What you should do: Copy out the lines below exactly as they stand, from start to finish.

Provided data:
━━━
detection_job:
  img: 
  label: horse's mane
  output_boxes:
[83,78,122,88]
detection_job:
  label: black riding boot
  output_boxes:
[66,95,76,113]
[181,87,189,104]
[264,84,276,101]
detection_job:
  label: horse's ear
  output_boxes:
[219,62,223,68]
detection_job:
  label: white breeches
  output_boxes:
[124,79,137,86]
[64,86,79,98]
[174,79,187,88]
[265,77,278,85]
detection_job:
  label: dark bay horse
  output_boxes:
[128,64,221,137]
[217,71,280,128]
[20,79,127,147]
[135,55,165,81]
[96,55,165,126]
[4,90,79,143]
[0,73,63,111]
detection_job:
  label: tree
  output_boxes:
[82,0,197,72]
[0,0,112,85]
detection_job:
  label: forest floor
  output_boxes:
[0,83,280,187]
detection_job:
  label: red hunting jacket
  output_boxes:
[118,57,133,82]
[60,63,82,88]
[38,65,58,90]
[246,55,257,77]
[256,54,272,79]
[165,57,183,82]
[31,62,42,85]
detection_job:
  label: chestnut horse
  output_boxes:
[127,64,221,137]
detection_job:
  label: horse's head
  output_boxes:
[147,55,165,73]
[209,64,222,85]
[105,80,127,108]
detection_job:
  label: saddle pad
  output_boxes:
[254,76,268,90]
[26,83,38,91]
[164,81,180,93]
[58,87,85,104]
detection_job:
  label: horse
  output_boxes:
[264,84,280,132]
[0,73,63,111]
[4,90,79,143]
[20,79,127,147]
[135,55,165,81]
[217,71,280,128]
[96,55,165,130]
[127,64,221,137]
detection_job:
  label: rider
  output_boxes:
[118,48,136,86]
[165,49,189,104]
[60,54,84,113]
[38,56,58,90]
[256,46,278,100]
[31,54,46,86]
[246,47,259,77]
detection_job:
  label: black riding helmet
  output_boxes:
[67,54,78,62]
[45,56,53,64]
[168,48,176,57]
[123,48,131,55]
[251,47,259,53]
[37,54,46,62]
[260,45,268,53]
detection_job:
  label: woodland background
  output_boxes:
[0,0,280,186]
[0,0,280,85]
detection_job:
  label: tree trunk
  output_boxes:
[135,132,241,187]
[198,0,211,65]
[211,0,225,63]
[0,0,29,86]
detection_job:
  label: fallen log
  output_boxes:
━━━
Result of this task:
detection_job:
  img: 
  label: horse's mane
  output_boxes:
[83,78,122,88]
detection_job:
  label: black riding boot
  output_boxes:
[66,95,76,113]
[181,87,189,104]
[264,84,276,101]
detection_job:
  label: horse's ear
  output_boxes:
[219,62,223,68]
detection_job:
  label: white breeches
  output_boxes:
[124,79,137,86]
[64,86,79,98]
[174,79,187,88]
[265,77,278,85]
detection_job:
  label: dark bay horse
  output_boxes:
[128,64,221,137]
[217,71,280,128]
[20,79,127,147]
[135,55,165,81]
[96,55,165,126]
[4,90,79,143]
[0,73,63,111]
detection_job:
  label: tree
  output_boxes:
[82,0,197,72]
[0,0,112,85]
detection_job:
  label: forest floor
  output_boxes:
[0,83,280,187]
detection_job:
  label: red hunting jacket
  output_boxes:
[118,57,133,82]
[60,63,82,88]
[38,65,58,90]
[246,55,257,77]
[256,54,272,79]
[165,57,183,82]
[31,62,42,85]
detection_job:
  label: chestnut horse
  output_boxes:
[127,64,221,137]
detection_job:
  label: horse's head
  output_boxes:
[147,55,165,73]
[209,64,222,85]
[105,80,127,108]
detection_job:
  label: saddle pad
  output_boxes:
[254,76,268,90]
[26,83,38,91]
[164,81,180,93]
[58,87,85,104]
detection_job:
  label: horse
  output_boxes:
[264,84,280,132]
[0,73,63,111]
[4,90,79,143]
[20,79,127,147]
[135,55,165,81]
[217,71,280,128]
[96,55,165,130]
[127,64,221,137]
detection_job:
  label: rider
  output_boxes:
[118,48,136,86]
[165,49,189,104]
[60,54,84,113]
[38,56,58,90]
[256,46,278,100]
[31,54,46,86]
[246,47,259,77]
detection_job:
  label: black riding helmet
  output_boxes:
[67,54,78,62]
[45,56,53,64]
[168,48,176,57]
[123,48,131,55]
[251,47,259,53]
[37,54,46,62]
[260,45,268,53]
detection_job:
  label: woodland background
  output_boxes:
[0,0,280,186]
[0,0,280,85]
detection_job:
  label: tree trunk
  output_boxes:
[135,132,241,187]
[198,0,211,65]
[211,0,225,63]
[0,0,29,86]
detection_job:
  label: fallen log
  output_boxes:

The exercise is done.